HCALRunControl / levelOneHCALFM

HCAL Function Manager
https://twiki.cern.ch/twiki/bin/view/CMS/HCALFunctionManager
0 stars 6 forks source link

Protect runinfoPublish during resetAction #377

Closed kakwok closed 6 years ago

kakwok commented 6 years ago

When one of the xdaq failed to init and user tries to use resetAction, the failed xDAQ will gives a null pointer:

     // find all RunInfoServers controlled by this FM and acquire the information
          for (QualifiedResource qr : functionManager.containerhcalRunInfoServer.getApplications() ) {
            RISR.acquire((XdaqApplication)qr);
          }

A simple isEmpty() check should be able to protect agains this


     ERROR EventHandler: callback method resetAction failure
java.lang.reflect.InvocationTargetException
at sun.reflect.NativeMethodAccessorImpl.invoke0(Native Method)

Exercise 1 =>
Quote the issue report word for word, everything from "When one of" down to "at sun.reflect.NativeMethodAccessorImpl.invoke0(Native Method)".
The issue report and the records have nothing to do with each other.

(Coordinate annotation records)

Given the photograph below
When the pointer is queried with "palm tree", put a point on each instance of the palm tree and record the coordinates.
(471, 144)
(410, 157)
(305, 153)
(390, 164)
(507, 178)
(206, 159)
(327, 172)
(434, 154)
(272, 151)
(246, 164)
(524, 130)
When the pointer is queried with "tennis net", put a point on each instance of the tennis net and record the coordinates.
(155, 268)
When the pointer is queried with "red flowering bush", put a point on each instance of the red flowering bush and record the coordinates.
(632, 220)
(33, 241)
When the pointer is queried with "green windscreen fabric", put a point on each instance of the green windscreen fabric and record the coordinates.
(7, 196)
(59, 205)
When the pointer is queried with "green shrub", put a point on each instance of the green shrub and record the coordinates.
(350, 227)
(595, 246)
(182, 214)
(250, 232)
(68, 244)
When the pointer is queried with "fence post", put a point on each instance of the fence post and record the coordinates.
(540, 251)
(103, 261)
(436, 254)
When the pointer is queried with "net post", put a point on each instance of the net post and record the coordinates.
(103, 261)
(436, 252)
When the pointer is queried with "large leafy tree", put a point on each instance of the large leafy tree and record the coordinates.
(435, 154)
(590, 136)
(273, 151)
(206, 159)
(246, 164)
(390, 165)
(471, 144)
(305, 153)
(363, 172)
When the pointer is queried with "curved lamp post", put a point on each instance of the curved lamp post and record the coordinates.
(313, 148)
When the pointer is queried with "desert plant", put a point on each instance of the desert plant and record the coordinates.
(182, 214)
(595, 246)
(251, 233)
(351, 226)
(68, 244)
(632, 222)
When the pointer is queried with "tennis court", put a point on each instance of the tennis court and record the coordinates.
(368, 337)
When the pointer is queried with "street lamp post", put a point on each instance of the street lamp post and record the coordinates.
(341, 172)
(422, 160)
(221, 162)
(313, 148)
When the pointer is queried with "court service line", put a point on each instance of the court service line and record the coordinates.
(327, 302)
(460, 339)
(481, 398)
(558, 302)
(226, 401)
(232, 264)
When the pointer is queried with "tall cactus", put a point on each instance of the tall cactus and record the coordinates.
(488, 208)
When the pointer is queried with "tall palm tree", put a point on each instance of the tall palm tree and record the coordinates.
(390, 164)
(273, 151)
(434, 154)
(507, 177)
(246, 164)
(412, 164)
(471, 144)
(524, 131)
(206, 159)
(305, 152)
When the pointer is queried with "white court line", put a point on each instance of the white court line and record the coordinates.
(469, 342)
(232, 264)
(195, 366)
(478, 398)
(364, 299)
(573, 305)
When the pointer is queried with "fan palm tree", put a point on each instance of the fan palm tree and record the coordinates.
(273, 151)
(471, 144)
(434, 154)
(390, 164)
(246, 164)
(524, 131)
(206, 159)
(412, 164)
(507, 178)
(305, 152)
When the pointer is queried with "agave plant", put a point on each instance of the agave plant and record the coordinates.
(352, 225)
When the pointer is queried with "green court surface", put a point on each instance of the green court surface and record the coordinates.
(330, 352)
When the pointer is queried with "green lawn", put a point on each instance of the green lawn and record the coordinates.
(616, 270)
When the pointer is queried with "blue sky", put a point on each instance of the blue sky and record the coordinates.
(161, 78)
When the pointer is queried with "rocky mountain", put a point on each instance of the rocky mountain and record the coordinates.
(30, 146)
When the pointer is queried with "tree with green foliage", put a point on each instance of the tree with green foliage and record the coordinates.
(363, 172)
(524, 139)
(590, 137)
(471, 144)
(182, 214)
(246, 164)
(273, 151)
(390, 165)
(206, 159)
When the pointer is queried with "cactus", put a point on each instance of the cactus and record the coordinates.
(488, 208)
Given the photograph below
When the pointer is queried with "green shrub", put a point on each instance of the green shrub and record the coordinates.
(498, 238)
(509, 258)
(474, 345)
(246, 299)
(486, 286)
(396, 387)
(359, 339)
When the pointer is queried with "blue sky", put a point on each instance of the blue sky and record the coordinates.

Exercise 2 =>
Rewrite the records from the line containing "foliage and record the coordinates." down to the end of the records, replacing "pointer" with "cursor" and leaving everything else unchanged. Give only those lines.

Answer 1 =>
When one of the xdaq failed to init and user tries to use resetAction, the failed xDAQ will gives a null pointer:

     // find all RunInfoServers controlled by this FM and acquire the information
          for (QualifiedResource qr : functionManager.containerhcalRunInfoServer.getApplications() ) {
            RISR.acquire((XdaqApplication)qr);
          }

A simple isEmpty() check should be able to protect agains this


     ERROR EventHandler: callback method resetAction failure
java.lang.reflect.InvocationTargetException
at sun.reflect.NativeMethodAccessorImpl.invoke0(Native Method)

Answer 2 =>
When the cursor is queried with "tree with green foliage", put a point on each instance of the tree with green foliage and record the coordinates.
(363, 172)
(524, 139)
(590, 137)
(471, 144)
(182, 214)
(246, 164)
(273, 151)
(390, 165)
(206, 159)
When the cursor is queried with "cactus", put a point on each instance of the cactus and record the coordinates.
(488, 208)
Given the photograph below
When the cursor is queried with "green shrub", put a point on each instance of the green shrub and record the coordinates.
(498, 238)
(509, 258)
(474, 345)
(246, 299)
(486, 286)
(396, 387)
(359, 339)
When the cursor is queried with "blue sky", put a point on each instance of the blue sky and record the coordinates.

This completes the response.